(REQUIRED TASK)
Convert the records, from the first line through the line containing "pixel 49 105", into a numbered list, omitting any blank lines.
· · · ·
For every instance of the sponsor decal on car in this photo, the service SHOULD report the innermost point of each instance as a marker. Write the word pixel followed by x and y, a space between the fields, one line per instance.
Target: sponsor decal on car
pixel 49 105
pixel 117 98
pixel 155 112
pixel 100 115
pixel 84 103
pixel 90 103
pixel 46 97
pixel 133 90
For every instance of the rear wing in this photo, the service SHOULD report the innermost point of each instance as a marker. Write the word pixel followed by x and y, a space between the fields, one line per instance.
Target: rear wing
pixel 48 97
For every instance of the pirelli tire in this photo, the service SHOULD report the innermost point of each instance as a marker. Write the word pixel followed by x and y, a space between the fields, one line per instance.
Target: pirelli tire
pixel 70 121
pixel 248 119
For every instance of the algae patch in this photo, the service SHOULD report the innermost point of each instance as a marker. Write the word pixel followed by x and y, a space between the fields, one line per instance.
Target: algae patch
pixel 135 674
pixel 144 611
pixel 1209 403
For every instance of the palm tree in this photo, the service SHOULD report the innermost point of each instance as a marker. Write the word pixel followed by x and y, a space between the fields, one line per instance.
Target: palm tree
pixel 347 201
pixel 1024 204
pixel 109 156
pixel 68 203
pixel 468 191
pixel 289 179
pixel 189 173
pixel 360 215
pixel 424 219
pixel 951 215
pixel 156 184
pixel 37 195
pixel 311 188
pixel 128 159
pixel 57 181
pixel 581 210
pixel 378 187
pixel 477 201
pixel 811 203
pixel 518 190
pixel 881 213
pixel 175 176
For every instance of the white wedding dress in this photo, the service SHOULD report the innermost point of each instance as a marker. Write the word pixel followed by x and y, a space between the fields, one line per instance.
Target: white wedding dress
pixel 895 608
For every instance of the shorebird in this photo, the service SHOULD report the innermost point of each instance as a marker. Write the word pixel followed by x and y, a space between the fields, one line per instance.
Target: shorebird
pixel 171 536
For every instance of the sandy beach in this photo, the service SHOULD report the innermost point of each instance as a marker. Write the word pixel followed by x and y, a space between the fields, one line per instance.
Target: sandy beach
· · · ·
(FINAL RESULT)
1. For every instance of the sponsor decal on car in this photo, the service SHOULD report the innermost point of each instance as a marker. Write the word pixel followed by x and y, a space between the fields, one line per instance.
2. Target: sponsor decal on car
3. pixel 49 105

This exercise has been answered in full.